## Stated task
Please find each line in the records below that contains the word "suitcase", and copy those lines out in full. Matching is case-sensitive.
#### Records shown
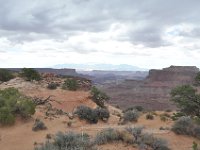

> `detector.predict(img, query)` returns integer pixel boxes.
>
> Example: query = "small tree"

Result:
[21,68,41,81]
[91,87,109,107]
[171,85,200,117]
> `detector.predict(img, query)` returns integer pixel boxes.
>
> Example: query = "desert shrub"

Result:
[122,105,144,113]
[62,79,78,91]
[94,107,110,121]
[0,88,35,125]
[159,127,170,130]
[146,113,154,120]
[35,132,93,150]
[171,112,185,121]
[122,110,139,123]
[194,72,200,86]
[192,141,200,150]
[94,128,119,145]
[15,98,36,118]
[20,68,41,81]
[160,115,168,122]
[0,107,15,125]
[75,105,110,123]
[165,109,172,112]
[32,119,47,131]
[0,69,14,82]
[134,105,144,111]
[47,82,58,90]
[126,127,143,143]
[193,126,200,139]
[140,134,169,150]
[75,105,98,123]
[171,85,200,117]
[172,117,193,135]
[91,87,109,107]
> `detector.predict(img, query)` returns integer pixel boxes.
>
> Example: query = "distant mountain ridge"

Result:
[52,64,148,71]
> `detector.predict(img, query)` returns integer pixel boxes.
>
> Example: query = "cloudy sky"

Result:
[0,0,200,68]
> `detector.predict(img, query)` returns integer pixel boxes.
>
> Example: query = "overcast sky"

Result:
[0,0,200,68]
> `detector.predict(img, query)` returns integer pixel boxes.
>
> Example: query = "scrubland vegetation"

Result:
[0,88,35,125]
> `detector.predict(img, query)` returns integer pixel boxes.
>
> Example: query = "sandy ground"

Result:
[0,79,200,150]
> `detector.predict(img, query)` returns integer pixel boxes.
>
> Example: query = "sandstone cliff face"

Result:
[102,66,199,110]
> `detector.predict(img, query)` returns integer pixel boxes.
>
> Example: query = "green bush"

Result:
[0,107,15,125]
[0,88,36,125]
[32,119,47,131]
[140,134,169,150]
[47,82,58,90]
[91,87,109,108]
[35,132,93,150]
[62,79,79,91]
[20,68,41,81]
[171,116,193,135]
[126,127,143,143]
[123,105,144,113]
[123,110,139,123]
[195,72,200,86]
[93,107,110,121]
[0,69,14,82]
[94,128,120,145]
[75,105,98,123]
[75,105,110,123]
[170,85,200,117]
[146,113,154,120]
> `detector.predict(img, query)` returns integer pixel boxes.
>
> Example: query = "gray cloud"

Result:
[0,0,200,48]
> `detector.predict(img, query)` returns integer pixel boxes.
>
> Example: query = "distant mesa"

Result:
[147,66,199,84]
[52,64,148,71]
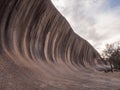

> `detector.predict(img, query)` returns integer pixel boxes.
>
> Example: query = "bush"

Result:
[102,43,120,71]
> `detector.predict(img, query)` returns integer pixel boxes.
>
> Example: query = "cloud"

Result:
[52,0,120,52]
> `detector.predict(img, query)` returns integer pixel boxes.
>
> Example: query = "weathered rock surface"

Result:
[0,0,120,90]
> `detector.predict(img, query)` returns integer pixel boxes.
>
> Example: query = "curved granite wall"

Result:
[0,0,107,90]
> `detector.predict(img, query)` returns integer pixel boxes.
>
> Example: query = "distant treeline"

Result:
[102,42,120,72]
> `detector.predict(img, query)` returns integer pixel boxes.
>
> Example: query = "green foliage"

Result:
[102,43,120,71]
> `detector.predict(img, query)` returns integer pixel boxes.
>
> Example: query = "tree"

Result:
[102,43,120,72]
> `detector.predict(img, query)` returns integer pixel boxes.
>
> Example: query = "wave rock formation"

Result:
[0,0,119,90]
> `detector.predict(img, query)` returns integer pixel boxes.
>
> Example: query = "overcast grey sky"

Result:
[52,0,120,52]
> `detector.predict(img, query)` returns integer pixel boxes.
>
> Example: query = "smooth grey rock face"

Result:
[0,0,117,90]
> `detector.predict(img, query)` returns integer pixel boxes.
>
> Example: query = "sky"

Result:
[52,0,120,53]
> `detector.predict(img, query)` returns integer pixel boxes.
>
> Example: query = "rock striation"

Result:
[0,0,119,90]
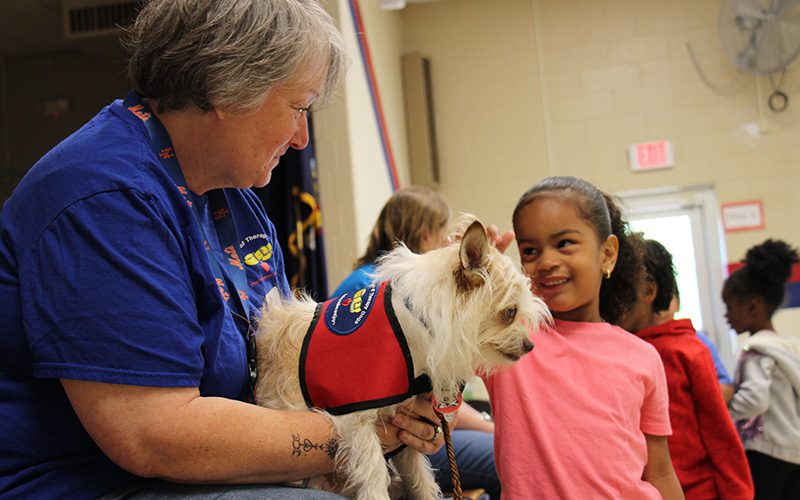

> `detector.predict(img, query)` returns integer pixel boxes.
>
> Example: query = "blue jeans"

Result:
[428,429,500,500]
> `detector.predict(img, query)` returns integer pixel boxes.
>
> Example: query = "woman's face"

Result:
[214,67,325,188]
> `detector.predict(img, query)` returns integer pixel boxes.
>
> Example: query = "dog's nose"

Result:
[522,339,533,352]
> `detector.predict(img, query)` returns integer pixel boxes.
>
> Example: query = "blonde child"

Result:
[487,177,683,499]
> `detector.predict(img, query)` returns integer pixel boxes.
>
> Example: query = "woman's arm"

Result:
[642,434,683,500]
[62,380,441,483]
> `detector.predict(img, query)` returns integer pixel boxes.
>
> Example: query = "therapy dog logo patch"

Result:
[325,285,377,335]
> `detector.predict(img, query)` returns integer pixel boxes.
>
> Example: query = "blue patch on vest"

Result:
[325,285,378,335]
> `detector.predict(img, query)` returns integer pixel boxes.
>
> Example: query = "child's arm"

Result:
[642,434,683,500]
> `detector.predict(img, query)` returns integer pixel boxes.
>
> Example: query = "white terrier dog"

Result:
[256,221,549,500]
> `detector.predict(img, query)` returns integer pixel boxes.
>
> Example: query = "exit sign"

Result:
[628,141,675,172]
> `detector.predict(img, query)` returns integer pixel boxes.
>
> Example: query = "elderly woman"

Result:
[0,0,441,498]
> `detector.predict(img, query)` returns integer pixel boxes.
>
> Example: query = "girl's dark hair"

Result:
[643,240,678,312]
[724,239,798,314]
[512,176,642,323]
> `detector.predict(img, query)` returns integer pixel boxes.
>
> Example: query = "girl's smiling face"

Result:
[515,195,618,322]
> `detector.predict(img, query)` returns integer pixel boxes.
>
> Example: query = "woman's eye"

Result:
[292,106,311,115]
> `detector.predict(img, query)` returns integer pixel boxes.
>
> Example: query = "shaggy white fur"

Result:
[256,221,550,500]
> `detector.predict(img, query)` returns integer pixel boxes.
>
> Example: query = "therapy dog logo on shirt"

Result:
[325,285,377,335]
[239,233,275,286]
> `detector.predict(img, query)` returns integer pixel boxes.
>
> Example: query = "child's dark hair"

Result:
[643,240,678,312]
[724,239,798,314]
[512,176,642,323]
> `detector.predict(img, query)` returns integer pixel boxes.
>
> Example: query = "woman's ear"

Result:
[600,234,619,274]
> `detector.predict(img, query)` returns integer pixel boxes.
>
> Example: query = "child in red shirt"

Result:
[619,239,753,500]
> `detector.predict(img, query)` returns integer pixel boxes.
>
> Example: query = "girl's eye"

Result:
[503,307,517,323]
[558,240,575,248]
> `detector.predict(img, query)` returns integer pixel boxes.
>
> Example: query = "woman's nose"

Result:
[289,113,308,149]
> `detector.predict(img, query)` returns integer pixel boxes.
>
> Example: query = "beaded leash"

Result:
[431,393,464,500]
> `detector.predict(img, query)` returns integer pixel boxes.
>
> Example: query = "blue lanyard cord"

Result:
[123,91,257,397]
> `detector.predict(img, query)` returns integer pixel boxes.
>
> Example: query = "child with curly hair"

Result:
[722,239,800,499]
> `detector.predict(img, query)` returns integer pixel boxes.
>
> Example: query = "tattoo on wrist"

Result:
[292,434,339,460]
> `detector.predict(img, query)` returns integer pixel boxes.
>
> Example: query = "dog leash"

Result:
[431,393,464,500]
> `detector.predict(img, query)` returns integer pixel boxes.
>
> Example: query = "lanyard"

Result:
[123,91,257,396]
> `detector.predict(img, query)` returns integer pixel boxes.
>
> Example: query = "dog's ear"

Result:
[456,220,489,290]
[264,287,282,311]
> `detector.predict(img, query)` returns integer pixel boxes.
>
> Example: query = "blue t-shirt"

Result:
[0,96,290,498]
[331,263,375,297]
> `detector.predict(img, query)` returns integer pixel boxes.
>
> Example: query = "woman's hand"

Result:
[378,394,444,455]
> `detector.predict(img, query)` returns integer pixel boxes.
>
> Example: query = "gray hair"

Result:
[124,0,346,114]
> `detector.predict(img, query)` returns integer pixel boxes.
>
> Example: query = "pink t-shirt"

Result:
[486,320,672,500]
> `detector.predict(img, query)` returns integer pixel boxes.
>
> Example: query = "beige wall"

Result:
[316,0,800,327]
[314,0,408,291]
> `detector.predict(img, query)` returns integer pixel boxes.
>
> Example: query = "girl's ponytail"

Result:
[600,193,644,323]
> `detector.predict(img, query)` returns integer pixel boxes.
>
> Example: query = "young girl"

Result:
[722,240,800,499]
[619,238,753,500]
[487,177,683,499]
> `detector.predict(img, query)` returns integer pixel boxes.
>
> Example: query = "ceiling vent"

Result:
[61,0,139,40]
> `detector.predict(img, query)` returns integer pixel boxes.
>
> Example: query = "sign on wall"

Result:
[628,141,675,172]
[722,200,764,233]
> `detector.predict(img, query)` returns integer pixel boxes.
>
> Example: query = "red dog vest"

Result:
[300,281,431,415]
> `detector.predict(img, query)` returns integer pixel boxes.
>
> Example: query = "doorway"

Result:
[617,185,736,370]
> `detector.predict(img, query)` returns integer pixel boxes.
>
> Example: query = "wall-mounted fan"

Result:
[719,0,800,111]
[719,0,800,75]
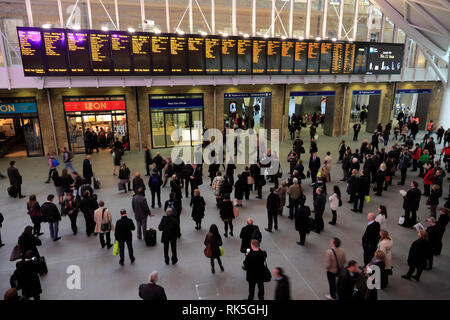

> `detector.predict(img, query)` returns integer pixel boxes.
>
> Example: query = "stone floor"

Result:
[0,130,450,300]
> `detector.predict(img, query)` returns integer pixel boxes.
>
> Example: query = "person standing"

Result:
[265,187,280,232]
[325,238,347,300]
[114,209,136,266]
[6,160,25,199]
[131,188,152,240]
[94,200,114,249]
[362,212,380,266]
[158,208,180,265]
[244,239,267,301]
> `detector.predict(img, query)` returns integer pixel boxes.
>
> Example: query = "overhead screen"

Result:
[17,27,404,76]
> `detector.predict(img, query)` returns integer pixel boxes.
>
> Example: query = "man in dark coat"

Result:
[272,267,291,301]
[7,161,25,199]
[83,156,94,184]
[114,209,136,266]
[265,187,280,232]
[158,208,180,265]
[362,212,380,266]
[139,271,167,301]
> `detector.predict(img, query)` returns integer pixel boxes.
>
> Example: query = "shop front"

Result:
[63,95,128,153]
[0,98,44,157]
[149,94,204,149]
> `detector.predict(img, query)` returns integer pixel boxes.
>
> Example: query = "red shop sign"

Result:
[64,100,126,111]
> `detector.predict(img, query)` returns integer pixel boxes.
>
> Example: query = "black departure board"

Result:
[267,39,281,74]
[188,36,205,74]
[131,32,152,75]
[42,29,69,76]
[205,37,222,74]
[111,31,132,74]
[237,39,252,74]
[252,39,267,74]
[222,38,237,74]
[319,42,333,74]
[306,41,320,74]
[170,36,187,74]
[89,31,112,74]
[152,35,170,75]
[17,27,45,76]
[280,40,295,74]
[294,41,308,74]
[66,30,91,76]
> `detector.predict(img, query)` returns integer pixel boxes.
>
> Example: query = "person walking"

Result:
[204,224,225,273]
[114,209,136,266]
[131,188,152,240]
[94,200,114,249]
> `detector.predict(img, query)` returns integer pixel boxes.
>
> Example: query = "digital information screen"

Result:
[66,30,91,75]
[222,38,237,74]
[280,40,295,74]
[237,39,252,74]
[152,35,170,75]
[131,33,152,75]
[17,27,45,76]
[111,31,132,74]
[42,29,69,76]
[252,40,267,74]
[188,37,205,74]
[294,41,308,74]
[205,37,222,74]
[170,36,188,74]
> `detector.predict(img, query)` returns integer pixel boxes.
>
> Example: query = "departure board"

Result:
[306,41,320,74]
[42,29,69,76]
[17,27,45,76]
[237,39,252,74]
[66,30,91,75]
[267,39,281,74]
[152,35,170,75]
[170,36,188,74]
[111,31,132,74]
[205,37,222,74]
[280,40,295,74]
[331,42,345,74]
[222,38,237,74]
[294,41,308,74]
[188,36,205,74]
[342,43,356,74]
[89,31,112,74]
[131,32,152,75]
[319,42,333,74]
[252,40,267,74]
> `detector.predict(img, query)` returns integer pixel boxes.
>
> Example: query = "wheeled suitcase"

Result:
[144,228,156,247]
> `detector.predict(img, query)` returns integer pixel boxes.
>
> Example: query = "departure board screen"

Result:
[267,39,281,74]
[170,36,187,74]
[353,43,367,74]
[205,37,222,74]
[42,29,69,76]
[89,31,112,74]
[188,37,205,74]
[306,41,320,74]
[237,39,252,74]
[111,31,132,74]
[319,42,333,74]
[152,35,170,75]
[66,30,91,76]
[280,40,295,74]
[252,39,267,74]
[17,27,45,76]
[294,41,308,74]
[222,38,237,74]
[131,32,152,75]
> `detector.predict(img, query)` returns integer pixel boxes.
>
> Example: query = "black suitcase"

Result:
[144,228,156,247]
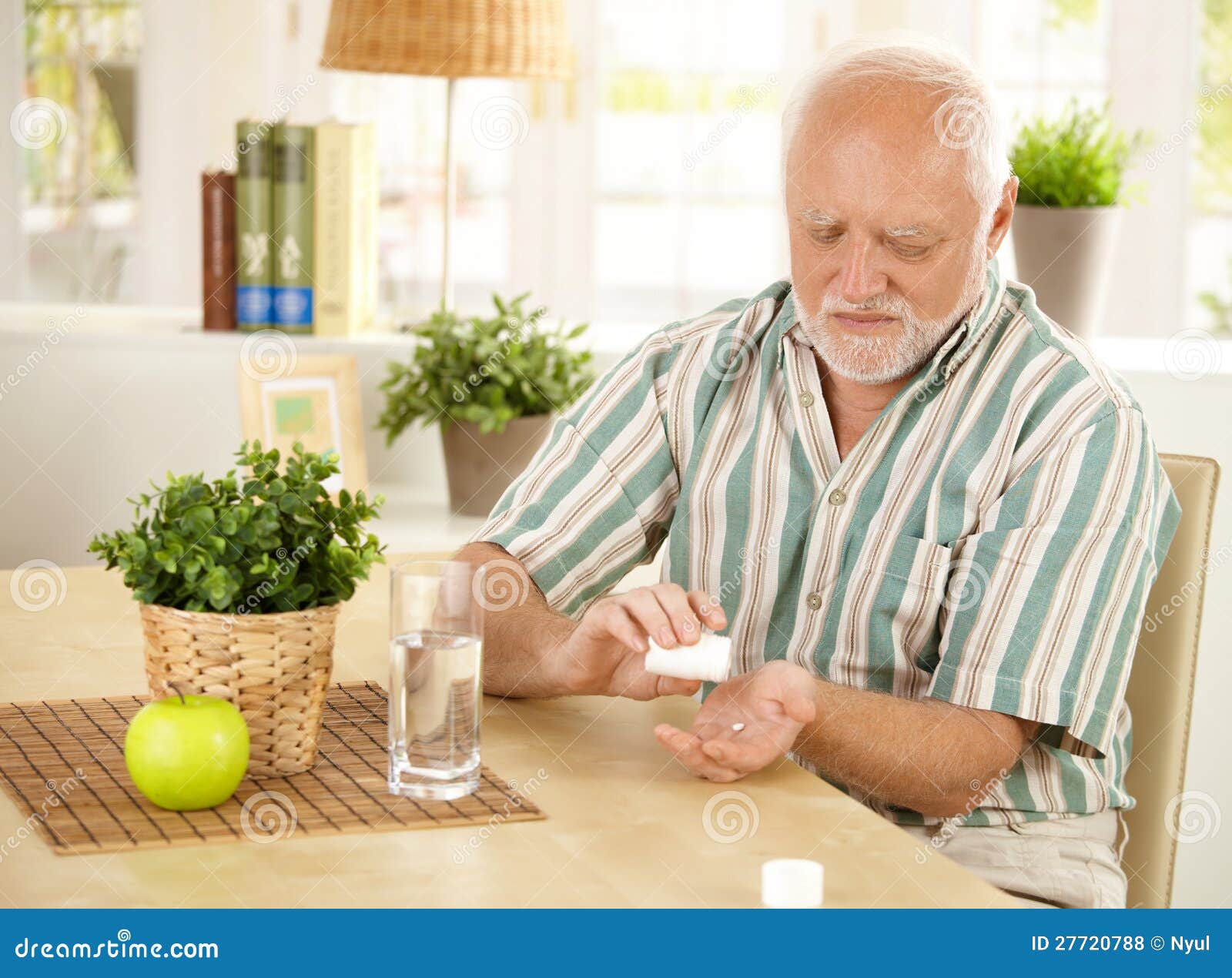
########
## Response to the task
> Example: query = "wheeled suitcase"
> Example: query = "black suitcase"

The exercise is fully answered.